*** The data ***

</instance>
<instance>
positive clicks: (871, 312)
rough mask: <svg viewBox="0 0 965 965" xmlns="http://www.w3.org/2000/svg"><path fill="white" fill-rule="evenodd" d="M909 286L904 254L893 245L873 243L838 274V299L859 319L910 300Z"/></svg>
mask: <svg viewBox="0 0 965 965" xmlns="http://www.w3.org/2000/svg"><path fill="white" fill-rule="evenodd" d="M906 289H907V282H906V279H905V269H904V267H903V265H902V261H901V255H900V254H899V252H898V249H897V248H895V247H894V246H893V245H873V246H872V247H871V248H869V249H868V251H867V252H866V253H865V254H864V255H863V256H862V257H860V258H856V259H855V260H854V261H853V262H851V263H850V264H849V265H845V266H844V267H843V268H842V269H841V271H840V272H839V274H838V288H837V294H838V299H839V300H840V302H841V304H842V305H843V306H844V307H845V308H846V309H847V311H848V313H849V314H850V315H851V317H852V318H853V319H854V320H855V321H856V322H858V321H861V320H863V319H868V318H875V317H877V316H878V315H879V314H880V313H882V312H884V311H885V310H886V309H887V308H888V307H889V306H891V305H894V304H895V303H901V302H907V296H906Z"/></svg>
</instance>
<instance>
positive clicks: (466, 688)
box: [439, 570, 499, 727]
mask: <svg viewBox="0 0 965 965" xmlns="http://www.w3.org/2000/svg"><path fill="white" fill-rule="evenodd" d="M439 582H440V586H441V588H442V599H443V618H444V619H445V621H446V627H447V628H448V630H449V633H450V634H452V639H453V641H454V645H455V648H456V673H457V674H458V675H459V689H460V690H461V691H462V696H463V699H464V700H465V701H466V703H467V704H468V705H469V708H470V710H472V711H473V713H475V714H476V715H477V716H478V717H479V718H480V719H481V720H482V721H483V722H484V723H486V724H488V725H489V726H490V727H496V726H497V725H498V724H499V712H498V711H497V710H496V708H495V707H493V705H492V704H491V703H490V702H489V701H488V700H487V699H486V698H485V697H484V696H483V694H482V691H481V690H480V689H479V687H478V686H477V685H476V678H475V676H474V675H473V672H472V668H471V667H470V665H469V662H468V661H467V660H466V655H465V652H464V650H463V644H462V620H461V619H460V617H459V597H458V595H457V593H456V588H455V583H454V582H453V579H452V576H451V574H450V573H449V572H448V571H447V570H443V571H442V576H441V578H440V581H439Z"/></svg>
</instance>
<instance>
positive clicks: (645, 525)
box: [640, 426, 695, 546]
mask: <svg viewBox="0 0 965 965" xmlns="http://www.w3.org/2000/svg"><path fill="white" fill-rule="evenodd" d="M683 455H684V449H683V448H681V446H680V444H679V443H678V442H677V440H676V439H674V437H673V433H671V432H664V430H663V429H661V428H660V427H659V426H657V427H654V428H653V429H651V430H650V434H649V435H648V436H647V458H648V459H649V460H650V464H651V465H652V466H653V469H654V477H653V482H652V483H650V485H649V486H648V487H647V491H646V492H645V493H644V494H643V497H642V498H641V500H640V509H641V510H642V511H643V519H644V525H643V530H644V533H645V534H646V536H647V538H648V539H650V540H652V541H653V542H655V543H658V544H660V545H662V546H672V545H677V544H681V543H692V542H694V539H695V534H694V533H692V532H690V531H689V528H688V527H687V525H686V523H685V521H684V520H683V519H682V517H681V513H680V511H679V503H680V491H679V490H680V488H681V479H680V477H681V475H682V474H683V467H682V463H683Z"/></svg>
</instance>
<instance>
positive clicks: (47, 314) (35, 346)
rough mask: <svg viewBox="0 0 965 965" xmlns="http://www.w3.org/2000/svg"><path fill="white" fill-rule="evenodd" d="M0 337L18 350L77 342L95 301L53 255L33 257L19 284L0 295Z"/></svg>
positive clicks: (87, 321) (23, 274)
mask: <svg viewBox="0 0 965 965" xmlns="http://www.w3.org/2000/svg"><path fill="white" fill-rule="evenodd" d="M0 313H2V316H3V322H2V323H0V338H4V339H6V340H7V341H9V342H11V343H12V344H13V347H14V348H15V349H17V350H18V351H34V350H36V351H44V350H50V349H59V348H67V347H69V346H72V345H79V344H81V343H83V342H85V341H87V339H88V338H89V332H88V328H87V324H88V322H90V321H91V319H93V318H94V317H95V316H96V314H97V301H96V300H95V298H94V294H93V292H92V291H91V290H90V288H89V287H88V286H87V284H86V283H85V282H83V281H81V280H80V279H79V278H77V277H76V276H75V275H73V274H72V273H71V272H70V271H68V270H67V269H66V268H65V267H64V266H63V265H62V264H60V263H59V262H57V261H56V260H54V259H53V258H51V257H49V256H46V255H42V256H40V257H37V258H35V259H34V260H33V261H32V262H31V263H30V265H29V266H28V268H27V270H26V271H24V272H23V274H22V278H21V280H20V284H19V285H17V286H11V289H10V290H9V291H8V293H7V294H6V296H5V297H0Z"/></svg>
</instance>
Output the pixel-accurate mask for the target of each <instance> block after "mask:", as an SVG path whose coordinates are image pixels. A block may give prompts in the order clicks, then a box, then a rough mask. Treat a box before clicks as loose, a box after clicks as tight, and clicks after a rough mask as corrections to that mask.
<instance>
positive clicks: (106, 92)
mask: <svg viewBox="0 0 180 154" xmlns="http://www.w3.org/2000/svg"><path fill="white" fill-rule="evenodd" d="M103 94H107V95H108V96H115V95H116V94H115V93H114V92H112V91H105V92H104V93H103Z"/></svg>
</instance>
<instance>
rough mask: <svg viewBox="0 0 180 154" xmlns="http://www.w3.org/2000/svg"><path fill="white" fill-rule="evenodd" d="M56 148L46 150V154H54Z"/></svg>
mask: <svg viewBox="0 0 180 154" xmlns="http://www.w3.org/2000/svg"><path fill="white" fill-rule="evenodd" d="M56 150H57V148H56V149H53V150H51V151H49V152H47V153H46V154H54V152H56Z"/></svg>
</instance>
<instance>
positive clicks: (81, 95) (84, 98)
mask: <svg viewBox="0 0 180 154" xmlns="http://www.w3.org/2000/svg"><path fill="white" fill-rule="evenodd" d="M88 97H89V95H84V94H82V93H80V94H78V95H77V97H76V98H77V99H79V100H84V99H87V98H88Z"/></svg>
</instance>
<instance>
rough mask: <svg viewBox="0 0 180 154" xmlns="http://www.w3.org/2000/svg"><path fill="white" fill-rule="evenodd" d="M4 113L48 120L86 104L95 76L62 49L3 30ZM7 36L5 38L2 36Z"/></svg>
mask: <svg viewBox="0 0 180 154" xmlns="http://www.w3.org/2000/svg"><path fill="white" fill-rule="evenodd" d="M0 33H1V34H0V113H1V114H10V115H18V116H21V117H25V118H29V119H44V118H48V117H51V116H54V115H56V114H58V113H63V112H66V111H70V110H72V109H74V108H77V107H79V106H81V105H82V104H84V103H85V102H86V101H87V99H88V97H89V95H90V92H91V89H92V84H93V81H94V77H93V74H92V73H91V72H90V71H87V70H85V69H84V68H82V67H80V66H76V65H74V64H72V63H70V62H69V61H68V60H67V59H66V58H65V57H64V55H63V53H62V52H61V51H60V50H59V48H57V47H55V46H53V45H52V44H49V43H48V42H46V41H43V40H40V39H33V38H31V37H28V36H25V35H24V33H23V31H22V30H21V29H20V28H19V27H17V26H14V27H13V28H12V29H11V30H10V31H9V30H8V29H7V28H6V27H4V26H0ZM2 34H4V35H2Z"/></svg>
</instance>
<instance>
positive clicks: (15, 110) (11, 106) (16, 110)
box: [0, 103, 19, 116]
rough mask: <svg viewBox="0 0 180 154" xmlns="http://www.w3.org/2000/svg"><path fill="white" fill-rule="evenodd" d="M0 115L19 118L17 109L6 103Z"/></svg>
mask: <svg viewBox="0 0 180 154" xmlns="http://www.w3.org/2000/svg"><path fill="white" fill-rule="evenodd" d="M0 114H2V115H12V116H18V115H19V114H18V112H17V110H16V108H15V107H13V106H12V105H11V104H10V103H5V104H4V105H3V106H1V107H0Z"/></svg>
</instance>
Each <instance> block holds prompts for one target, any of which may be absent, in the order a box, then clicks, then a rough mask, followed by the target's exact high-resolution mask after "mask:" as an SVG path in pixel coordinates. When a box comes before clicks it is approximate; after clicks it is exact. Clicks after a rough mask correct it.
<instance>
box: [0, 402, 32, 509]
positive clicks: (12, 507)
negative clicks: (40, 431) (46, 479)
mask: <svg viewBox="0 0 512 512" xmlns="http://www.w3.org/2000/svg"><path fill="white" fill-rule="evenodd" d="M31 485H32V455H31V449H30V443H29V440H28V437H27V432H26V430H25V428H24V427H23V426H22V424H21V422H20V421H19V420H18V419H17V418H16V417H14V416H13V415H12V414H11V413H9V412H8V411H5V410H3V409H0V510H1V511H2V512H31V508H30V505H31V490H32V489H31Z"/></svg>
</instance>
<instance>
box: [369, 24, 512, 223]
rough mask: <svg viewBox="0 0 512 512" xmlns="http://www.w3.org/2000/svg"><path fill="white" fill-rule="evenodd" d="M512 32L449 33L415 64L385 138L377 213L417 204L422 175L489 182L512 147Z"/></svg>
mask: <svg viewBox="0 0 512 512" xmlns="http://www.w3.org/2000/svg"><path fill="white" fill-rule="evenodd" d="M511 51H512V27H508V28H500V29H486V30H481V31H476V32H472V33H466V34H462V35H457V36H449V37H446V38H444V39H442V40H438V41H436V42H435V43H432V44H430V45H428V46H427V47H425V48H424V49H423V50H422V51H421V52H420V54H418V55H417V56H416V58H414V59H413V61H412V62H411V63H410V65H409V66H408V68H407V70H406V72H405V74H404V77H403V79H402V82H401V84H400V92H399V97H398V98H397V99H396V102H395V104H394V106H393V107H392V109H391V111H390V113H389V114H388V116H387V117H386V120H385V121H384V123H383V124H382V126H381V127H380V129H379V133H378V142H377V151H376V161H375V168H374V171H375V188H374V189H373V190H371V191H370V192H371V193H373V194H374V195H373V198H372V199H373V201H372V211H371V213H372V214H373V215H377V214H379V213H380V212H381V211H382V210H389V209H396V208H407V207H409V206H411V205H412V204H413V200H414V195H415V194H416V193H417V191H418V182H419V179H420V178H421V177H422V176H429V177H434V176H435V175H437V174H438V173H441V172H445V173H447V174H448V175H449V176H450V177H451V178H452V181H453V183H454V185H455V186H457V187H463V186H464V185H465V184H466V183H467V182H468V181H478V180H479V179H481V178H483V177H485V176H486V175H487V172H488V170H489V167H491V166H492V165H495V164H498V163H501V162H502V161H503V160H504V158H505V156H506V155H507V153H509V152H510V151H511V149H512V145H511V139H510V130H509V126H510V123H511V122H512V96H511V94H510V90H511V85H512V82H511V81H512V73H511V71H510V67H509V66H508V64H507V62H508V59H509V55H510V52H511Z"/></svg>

*** End of The data ***

Which lines of the records above contain the string "positive"? Collect and copy out every one of them.

Result of this task>
positive clicks: (871, 312)
positive clicks: (466, 688)
positive clicks: (645, 525)
positive clicks: (47, 314) (35, 346)
positive clicks: (87, 321) (23, 274)
positive clicks: (106, 92)
positive clicks: (81, 95) (84, 98)
positive clicks: (15, 110) (11, 106) (16, 110)
positive clicks: (12, 507)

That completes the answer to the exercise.